======== 本文抜粋

思春期から20代前半の若い女性に多く、痛みの原因となる明らかな病変はありません。ただし、病変がなくても生理痛は起こり得ます。

【器質性月経困難症】

30歳以降の女性に多くみられる月経困難症です。子宮内膜症や子宮筋腫、子宮腺筋症といった病気によるもので、主に腫れや炎症、経血を出すための収縮などによって強い痛みが起こります。

 生理期間中に起こる腰痛を和らげるためにできることとして、いくつかの方法や対策が考えられます。

 まず、先述した月経困難症の症状に心当たりがある場合、なるべく早く婦人科を受診しましょう。婦人科ではまず、病変の有無を診察し、確認できた場合は「機能性」と「器質性」のどちらなのか診断を行います。「機能性」の場合、非ステロイド性抗炎症薬(NSAIDs)といった痛み止めの処方、低用量ピルや黄体ホルモン剤を用いたホルモン剤治療が検討されます。「器質性」の場合は病変を縮小させることを目的としたホルモン剤治療が中心です。

================
======== 提供データ

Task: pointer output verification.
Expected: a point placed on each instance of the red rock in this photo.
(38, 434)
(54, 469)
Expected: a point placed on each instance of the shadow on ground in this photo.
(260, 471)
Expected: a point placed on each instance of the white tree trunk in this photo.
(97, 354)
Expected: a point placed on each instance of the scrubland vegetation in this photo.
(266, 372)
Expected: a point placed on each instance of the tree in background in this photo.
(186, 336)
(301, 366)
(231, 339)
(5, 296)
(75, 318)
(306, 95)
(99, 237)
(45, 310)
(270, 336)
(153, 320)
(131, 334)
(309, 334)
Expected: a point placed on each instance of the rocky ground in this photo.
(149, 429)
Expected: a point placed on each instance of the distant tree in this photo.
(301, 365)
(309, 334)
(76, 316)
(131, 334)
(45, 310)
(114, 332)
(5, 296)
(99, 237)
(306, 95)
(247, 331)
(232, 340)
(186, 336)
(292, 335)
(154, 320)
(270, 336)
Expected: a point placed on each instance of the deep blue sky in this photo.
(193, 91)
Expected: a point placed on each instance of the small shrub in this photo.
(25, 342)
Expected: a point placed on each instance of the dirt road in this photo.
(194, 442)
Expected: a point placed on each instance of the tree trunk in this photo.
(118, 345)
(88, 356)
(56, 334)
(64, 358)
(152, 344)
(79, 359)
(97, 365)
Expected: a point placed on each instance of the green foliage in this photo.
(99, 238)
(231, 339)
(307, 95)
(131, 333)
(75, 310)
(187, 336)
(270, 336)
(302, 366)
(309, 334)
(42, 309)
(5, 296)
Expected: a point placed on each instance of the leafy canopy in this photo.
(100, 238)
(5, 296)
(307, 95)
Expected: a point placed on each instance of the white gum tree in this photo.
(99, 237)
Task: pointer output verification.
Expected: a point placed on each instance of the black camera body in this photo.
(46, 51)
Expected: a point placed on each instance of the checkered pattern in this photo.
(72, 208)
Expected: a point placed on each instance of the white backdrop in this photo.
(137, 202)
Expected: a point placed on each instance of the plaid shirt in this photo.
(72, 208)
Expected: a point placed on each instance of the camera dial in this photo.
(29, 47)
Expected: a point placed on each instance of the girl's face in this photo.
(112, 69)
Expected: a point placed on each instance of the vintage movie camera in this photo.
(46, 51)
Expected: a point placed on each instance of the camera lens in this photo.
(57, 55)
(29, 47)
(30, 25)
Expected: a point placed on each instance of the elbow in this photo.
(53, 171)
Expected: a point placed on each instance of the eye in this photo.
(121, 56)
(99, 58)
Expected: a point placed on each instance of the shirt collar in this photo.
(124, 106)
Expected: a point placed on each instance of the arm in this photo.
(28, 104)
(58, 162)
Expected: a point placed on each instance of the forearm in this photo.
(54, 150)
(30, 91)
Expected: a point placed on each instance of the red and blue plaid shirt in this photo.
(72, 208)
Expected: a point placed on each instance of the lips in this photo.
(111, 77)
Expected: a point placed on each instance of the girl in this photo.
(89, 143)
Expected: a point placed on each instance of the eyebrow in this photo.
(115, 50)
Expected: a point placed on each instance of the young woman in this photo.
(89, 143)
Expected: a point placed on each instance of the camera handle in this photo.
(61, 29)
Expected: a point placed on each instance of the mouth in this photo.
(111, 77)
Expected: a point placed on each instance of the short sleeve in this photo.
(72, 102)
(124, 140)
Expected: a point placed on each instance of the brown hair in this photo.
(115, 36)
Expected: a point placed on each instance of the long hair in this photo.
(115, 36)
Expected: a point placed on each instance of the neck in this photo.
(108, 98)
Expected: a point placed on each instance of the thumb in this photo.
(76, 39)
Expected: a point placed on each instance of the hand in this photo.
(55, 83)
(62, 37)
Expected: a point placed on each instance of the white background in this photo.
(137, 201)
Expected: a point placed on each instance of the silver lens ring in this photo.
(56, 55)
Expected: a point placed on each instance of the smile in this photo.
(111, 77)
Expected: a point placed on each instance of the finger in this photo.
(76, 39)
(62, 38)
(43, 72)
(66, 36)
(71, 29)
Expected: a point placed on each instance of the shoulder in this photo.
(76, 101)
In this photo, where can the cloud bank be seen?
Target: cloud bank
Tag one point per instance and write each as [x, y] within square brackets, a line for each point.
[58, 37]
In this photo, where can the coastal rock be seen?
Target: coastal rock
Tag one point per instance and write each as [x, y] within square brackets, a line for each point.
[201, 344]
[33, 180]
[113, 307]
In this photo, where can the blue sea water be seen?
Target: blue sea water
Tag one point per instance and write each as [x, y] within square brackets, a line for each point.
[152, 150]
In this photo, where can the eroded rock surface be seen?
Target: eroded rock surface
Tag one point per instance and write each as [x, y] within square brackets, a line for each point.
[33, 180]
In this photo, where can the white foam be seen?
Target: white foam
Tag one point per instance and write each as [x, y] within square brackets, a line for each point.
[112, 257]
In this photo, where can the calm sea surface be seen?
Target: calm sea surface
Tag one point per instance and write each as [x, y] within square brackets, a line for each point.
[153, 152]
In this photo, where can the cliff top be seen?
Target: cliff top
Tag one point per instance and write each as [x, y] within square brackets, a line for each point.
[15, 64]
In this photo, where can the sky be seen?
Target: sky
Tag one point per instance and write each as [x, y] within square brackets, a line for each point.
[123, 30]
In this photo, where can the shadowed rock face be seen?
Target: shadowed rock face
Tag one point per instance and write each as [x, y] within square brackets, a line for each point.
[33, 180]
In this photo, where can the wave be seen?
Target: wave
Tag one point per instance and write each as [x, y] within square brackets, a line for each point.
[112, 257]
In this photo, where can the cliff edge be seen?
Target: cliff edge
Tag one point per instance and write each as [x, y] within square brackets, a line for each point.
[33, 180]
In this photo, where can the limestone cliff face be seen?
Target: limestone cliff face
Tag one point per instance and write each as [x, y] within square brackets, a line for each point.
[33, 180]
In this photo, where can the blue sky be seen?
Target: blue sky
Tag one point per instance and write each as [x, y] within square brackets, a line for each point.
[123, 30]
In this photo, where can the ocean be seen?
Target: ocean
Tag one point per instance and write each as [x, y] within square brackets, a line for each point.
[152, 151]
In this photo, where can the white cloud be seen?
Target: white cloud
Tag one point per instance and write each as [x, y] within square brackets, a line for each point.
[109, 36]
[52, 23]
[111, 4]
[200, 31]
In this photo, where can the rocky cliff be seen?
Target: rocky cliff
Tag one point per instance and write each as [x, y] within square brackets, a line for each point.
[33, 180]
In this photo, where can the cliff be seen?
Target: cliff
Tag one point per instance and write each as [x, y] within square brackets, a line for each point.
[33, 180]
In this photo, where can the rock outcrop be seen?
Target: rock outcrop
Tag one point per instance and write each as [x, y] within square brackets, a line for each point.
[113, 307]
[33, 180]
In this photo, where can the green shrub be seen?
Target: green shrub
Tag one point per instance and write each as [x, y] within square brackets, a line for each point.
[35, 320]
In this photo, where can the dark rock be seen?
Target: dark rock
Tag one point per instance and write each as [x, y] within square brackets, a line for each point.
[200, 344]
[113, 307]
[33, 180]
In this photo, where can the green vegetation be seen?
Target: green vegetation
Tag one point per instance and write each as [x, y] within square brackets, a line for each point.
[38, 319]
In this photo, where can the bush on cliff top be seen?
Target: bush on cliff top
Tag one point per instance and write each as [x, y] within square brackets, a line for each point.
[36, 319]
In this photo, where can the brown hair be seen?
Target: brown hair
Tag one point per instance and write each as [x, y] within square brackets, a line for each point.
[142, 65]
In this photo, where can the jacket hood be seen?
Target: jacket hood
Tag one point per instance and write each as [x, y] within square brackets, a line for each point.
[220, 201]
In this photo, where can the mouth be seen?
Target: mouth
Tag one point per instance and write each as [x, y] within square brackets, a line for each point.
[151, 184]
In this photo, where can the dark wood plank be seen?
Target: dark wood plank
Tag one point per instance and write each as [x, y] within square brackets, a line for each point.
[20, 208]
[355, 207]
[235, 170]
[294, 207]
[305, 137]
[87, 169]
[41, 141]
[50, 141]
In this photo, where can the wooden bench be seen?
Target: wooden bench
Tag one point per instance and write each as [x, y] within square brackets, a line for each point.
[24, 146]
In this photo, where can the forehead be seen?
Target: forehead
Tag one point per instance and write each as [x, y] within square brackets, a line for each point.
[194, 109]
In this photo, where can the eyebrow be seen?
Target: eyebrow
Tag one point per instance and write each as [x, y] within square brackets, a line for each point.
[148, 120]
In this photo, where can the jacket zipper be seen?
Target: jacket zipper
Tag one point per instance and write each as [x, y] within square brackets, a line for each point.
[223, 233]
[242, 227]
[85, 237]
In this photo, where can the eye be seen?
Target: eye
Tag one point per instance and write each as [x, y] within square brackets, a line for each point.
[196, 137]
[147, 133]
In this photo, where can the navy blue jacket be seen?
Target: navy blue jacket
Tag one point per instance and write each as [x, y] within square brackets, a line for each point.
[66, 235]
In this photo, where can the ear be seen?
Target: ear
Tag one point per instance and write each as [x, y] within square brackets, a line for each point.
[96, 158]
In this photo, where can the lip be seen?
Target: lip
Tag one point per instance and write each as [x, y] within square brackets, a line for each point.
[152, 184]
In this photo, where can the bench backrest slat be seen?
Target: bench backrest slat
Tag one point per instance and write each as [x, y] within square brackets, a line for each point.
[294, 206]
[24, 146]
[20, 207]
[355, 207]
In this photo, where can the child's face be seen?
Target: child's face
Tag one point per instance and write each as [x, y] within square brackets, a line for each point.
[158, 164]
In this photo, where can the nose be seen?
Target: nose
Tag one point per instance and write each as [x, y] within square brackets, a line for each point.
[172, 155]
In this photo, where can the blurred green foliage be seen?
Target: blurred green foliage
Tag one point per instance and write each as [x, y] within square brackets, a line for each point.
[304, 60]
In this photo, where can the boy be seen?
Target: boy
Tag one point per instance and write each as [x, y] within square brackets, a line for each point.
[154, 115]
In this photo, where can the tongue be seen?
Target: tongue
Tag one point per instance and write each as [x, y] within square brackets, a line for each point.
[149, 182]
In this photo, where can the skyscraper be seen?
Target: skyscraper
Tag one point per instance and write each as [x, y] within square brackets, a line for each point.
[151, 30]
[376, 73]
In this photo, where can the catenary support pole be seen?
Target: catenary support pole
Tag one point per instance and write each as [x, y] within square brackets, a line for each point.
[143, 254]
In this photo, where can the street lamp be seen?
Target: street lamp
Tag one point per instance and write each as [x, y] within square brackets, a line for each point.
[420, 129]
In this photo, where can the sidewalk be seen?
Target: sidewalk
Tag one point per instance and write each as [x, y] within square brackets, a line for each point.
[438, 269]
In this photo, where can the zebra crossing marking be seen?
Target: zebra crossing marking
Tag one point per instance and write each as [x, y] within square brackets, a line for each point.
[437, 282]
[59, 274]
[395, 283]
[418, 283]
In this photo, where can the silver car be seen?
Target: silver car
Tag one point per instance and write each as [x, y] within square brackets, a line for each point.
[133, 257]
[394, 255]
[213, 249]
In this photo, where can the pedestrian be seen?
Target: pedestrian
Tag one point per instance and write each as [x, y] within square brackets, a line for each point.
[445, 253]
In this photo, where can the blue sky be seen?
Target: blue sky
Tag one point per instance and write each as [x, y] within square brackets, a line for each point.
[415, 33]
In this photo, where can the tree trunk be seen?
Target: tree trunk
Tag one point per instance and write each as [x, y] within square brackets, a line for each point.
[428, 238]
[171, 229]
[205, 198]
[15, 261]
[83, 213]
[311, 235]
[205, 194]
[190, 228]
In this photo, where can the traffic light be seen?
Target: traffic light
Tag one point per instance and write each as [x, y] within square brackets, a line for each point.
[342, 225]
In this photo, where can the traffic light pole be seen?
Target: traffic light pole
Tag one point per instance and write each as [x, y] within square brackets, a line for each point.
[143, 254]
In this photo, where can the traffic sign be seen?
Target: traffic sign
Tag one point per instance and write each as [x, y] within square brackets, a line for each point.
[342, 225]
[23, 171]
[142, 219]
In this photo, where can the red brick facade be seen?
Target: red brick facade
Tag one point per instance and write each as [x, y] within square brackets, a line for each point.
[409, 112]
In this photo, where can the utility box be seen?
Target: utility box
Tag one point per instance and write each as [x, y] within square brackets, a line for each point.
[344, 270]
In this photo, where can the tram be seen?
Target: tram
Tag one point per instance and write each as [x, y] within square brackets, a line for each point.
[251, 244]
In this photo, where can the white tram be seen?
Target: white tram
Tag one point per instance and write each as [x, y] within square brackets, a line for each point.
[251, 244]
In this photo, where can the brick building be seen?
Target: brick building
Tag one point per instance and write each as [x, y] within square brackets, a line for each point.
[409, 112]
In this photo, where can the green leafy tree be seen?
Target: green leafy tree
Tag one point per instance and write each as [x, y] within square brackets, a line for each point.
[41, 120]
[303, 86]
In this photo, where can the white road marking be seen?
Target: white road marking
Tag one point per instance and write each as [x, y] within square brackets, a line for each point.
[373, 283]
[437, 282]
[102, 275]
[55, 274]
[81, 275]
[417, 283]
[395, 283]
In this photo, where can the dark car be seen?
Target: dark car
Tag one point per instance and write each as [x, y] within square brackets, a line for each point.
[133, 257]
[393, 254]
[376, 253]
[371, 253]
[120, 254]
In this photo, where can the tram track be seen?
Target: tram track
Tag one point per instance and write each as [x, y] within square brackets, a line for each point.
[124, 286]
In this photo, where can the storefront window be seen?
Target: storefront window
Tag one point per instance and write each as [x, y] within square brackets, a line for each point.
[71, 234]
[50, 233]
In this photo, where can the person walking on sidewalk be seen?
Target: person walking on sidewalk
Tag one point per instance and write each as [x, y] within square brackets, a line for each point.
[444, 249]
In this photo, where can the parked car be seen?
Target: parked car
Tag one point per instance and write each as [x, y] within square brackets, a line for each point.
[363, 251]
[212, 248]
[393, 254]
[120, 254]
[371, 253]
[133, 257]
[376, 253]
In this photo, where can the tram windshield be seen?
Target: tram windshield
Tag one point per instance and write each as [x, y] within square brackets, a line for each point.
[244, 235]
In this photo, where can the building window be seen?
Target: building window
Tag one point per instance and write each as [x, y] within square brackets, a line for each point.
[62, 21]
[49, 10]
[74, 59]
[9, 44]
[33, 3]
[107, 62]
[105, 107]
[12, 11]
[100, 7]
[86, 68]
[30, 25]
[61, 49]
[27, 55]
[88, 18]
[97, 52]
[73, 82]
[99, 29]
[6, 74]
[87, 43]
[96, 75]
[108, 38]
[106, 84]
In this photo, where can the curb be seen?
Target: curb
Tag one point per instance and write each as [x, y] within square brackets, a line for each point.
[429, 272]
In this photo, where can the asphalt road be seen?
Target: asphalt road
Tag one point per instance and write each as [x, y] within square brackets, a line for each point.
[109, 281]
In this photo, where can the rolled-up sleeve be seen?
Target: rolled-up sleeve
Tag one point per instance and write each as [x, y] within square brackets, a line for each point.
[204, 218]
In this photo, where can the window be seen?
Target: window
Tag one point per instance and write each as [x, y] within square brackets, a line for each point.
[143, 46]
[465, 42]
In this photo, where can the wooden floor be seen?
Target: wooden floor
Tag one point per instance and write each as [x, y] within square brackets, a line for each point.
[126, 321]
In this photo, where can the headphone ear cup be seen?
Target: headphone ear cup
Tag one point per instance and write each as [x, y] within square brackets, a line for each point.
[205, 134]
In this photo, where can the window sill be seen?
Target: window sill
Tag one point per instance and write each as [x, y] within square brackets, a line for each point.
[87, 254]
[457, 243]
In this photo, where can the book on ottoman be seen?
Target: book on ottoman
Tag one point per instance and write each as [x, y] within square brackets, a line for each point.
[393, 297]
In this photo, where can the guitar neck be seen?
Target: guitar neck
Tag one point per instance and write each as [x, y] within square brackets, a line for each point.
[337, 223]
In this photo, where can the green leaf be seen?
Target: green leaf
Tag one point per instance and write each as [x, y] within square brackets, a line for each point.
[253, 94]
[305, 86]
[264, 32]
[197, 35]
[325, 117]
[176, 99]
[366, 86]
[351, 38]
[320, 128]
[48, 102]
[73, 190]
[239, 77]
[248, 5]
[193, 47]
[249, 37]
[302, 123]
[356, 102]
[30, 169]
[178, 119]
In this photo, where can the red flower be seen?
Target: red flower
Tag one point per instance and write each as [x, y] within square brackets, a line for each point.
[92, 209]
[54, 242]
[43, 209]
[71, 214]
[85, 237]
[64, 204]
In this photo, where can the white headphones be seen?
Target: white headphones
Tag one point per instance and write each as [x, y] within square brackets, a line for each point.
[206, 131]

================

> **やること**
生理中の腰痛と月経困難症についての本文抜粋を、最後の文の後から続けて書いてください。

> **期待される出力**
 日常的にできる有効な対策は、骨盤周りの筋肉を鍛えることです。エスカレーターではなく階段を使う、意識的に歩くようにする…といったことを心がけるだけで、骨盤周りが適度に鍛えられるはずです。骨盤の開閉がスムーズに行えるようにするためのエクササイズやマッサージなど、自宅でできるセルフケアを習慣づけるのもよいでしょう。

 また、血流改善のため、意識的に体を温めることも大切です。「毎月、生理が始まると腰痛の症状がひどくなる」人は、生理期間中だけサポーターや腰痛ベルトを取り入れてみるのもいいと思います。